▶ **What is required**
Copy the records that follow exactly as written, but not their pictures.

[Records from a data collection]

-----

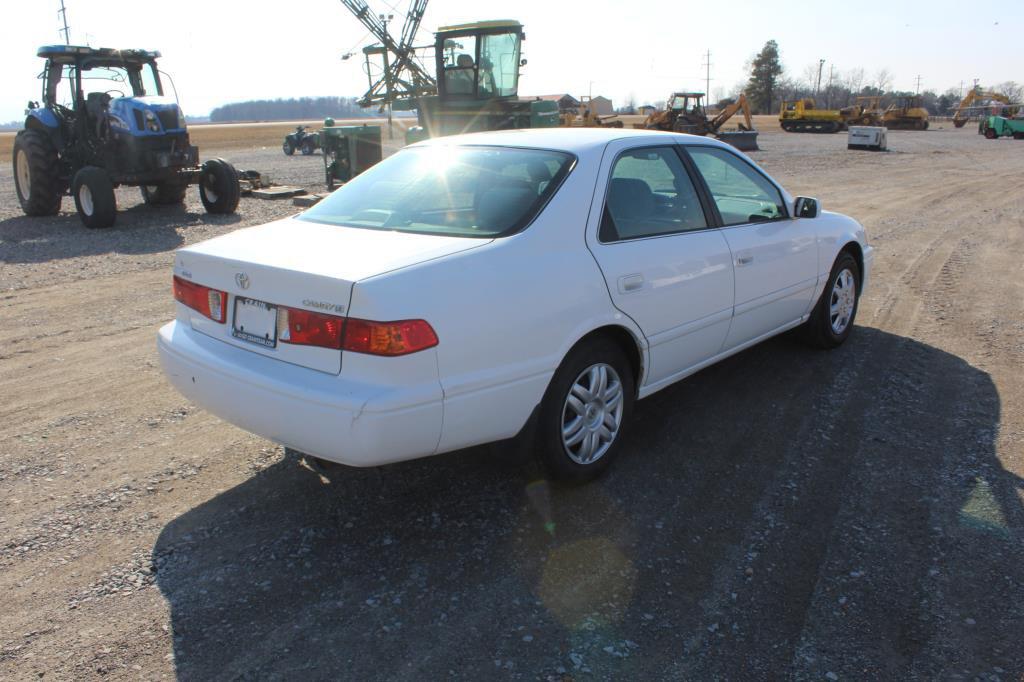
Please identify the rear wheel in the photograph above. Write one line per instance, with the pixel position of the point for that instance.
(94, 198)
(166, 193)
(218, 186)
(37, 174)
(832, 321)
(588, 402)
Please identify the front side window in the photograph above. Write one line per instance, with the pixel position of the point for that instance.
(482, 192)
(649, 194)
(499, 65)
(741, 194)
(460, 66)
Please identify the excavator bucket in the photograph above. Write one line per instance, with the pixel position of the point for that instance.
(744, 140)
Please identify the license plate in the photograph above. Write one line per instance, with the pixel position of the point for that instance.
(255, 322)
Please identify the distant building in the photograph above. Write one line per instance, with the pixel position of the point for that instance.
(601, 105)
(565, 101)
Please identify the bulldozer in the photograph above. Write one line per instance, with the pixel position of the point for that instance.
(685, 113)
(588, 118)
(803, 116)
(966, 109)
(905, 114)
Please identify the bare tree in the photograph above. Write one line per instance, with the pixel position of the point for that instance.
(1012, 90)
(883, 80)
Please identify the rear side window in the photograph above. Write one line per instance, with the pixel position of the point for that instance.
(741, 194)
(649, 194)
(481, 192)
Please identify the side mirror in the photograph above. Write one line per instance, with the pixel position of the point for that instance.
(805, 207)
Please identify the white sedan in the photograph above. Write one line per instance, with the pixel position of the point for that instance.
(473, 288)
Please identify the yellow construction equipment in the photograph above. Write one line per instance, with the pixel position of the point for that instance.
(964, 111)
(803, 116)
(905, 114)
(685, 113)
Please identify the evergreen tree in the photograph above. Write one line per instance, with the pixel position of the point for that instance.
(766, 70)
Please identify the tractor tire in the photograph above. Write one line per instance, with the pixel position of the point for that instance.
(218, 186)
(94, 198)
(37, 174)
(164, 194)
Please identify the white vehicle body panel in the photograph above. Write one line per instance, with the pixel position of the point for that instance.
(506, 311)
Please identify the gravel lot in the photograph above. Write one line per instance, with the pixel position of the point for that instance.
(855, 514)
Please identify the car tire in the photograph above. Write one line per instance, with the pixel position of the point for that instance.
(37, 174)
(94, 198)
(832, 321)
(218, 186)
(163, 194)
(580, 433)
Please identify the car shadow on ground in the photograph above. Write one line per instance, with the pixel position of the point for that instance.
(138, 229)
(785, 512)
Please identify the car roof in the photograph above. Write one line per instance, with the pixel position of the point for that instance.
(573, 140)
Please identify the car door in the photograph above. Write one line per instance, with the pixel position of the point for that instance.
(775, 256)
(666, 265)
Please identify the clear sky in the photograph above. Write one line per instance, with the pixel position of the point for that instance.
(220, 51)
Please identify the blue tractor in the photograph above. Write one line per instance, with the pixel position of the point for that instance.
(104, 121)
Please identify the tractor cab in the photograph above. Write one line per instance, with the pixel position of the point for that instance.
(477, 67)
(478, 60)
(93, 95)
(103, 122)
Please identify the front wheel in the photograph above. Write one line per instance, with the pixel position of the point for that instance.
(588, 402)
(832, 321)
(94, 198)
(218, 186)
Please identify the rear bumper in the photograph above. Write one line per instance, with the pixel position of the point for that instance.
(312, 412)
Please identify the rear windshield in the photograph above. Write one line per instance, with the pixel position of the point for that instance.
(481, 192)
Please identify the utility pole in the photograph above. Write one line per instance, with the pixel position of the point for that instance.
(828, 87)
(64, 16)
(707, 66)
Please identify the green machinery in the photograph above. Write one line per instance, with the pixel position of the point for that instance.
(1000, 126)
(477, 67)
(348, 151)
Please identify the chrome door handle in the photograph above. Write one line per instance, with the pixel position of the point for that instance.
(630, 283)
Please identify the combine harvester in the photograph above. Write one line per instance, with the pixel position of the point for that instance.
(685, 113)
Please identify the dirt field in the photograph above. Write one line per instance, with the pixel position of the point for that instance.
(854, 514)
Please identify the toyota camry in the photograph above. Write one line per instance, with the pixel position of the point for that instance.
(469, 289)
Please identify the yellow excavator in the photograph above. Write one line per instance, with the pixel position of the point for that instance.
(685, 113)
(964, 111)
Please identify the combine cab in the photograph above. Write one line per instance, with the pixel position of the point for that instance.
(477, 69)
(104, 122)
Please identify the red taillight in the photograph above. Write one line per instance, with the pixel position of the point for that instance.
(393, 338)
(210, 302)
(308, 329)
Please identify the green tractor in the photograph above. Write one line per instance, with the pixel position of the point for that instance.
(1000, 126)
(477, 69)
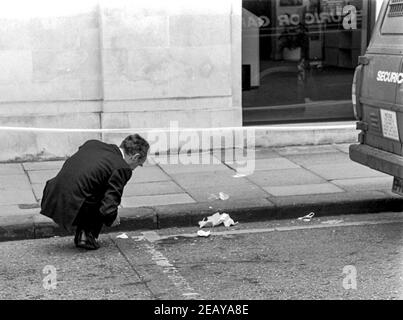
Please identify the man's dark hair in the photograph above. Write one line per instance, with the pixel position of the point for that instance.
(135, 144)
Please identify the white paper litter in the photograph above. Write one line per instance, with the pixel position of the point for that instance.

-----

▶ **Answer box**
Please identify the rear wheel in the photograph above. Write one line per instance, with the pixel position of the point for that instance.
(94, 198)
(166, 193)
(218, 186)
(37, 174)
(832, 321)
(588, 402)
Please identify the front side window in the photograph above. Write one line per instance, with the pixel position of the point for that instance.
(482, 192)
(649, 194)
(499, 65)
(741, 194)
(460, 66)
Please identify the excavator bucket in the photograph above. Write one line per instance, with the pixel position of the point for that instance.
(744, 140)
Please identify the license plate in the photograph above. Write one line per instance, with the pixel position of the point for that instance.
(255, 322)
Please identify the distant building in the photograph above. Write one line per instance, with the pixel position of the point for that instance.
(601, 105)
(565, 101)
Please identify the bulldozer in the photograph above. Write one line per instance, with the pixel position of the point for that instance.
(685, 113)
(588, 118)
(803, 116)
(966, 109)
(905, 114)
Please identify the bare tree in the photograph above. Write one line per instance, with the pixel position of the point for that instance.
(1012, 90)
(883, 80)
Please identify the rear side window in the photograph above. Write one line per instance, with the pixel position of the point for that instance.
(741, 194)
(649, 194)
(481, 192)
Please identify the side mirror in the photograph above. Write one line per instance, with the pixel position of the point for that instance.
(805, 207)
Please identify the white sedan in the photograph above. Write one line per instance, with the pixel position of the point for that instance.
(473, 288)
Please identify the yellow construction equipment in the photograph above. Write one line per instance, with the pixel position of the point for that instance.
(964, 111)
(803, 116)
(905, 114)
(685, 113)
Please identify the evergreen tree in the photograph above. Write one line per instance, with the pixel position of the point for that instance.
(766, 70)
Please identify the tractor tire in the photograph above. Write one line per instance, with the pixel position of the point for that instance.
(218, 186)
(94, 198)
(37, 174)
(164, 194)
Please identify the white vehicle body panel in the photograph above. Write one line per instance, with the pixel position of the point for that instance.
(506, 311)
Please identify the gravel lot in the photograph above. Write one line per instance, with the pixel position of the point for that instance.
(855, 514)
Please identify the car tire in the photograph above. Write one line per instance, with the pixel position of the point for that instance.
(37, 174)
(94, 198)
(832, 321)
(218, 186)
(163, 194)
(580, 433)
Please identify the car shadow on ground in the photograph above. Write one line per instance, with the pixel position of the point for that instance.
(138, 229)
(785, 512)
Please identify the car roof in the photograph above. Write one line per instance, with the pixel position of the point for that instance.
(573, 140)
Please identify the car door in the photograph above. Write one line per instance, with the pixel position of the point for that instance.
(775, 256)
(666, 265)
Please identify the clear sky in the photograph above. Write one line per instance, with the pixel position of the point for that instance.
(220, 51)
Please identify the blue tractor in the photograph above. Write one line per instance, with the pixel position of the point for that instance.
(104, 121)
Please identify the tractor cab in the photograph above. Write one line per instance, with the pixel position of the point for that instance.
(477, 67)
(478, 60)
(93, 95)
(103, 122)
Please identify the front wheel in the photograph above. Write one line per instance, with the pixel position of the point for that instance.
(588, 402)
(832, 321)
(94, 198)
(218, 186)
Please identify the rear bumper in the photograph above. Write one line per instance, with the pixel position of the point for that instance.
(312, 412)
Please identify the rear windshield in the photograph above. Write one line per instance, with the pixel position of the point for that instance.
(481, 192)
Please identify the utility pole in the photograph above. Write one line per instance, with the pixel position of the point for that instance.
(828, 87)
(64, 16)
(707, 66)
Please identify the green machinery in the photograph above. Write one line per instance, with the pixel position of the point for that instance.
(1000, 126)
(477, 67)
(348, 151)
Please identify the chrome door handle in the photograph above. Write one line per instance, with the pixel position of the point for that instance.
(630, 283)
Please identify the combine harvester in the photograph above. Write one line per instance, with the pixel position of the point for that instance.
(685, 113)
Please identify the dirt field in the photograph above. Write one line per instance, with the pixel position of the point for that instance.
(854, 514)
Please identify the toyota camry in the photograph above. Write one line per instance, with the pixel position of the point for that instance.
(469, 289)
Please identify the yellow excavator in the photograph above. Write one line per instance, with the pixel position of the point for that instance.
(685, 113)
(964, 111)
Please identify the combine cab in the photograph above. Write one line per instance, with the pixel position of the point for that instance.
(477, 69)
(104, 122)
Please identify the red taillight in the photograph above. Write one line per instance, with the pixel position of the point for that instance.
(393, 338)
(210, 302)
(308, 329)
Please identify the green tractor in the photograph above. Write one line per instance, with the pixel position of the point for that instance.
(1000, 126)
(477, 69)
Please identify the man's dark hair in the photograph above. Write one line per instance, with the pixel position of the point for that instance.
(135, 144)
Please identify the white paper litter in the photograph above. Write one line per instance, with the pixel position of the point for that instance.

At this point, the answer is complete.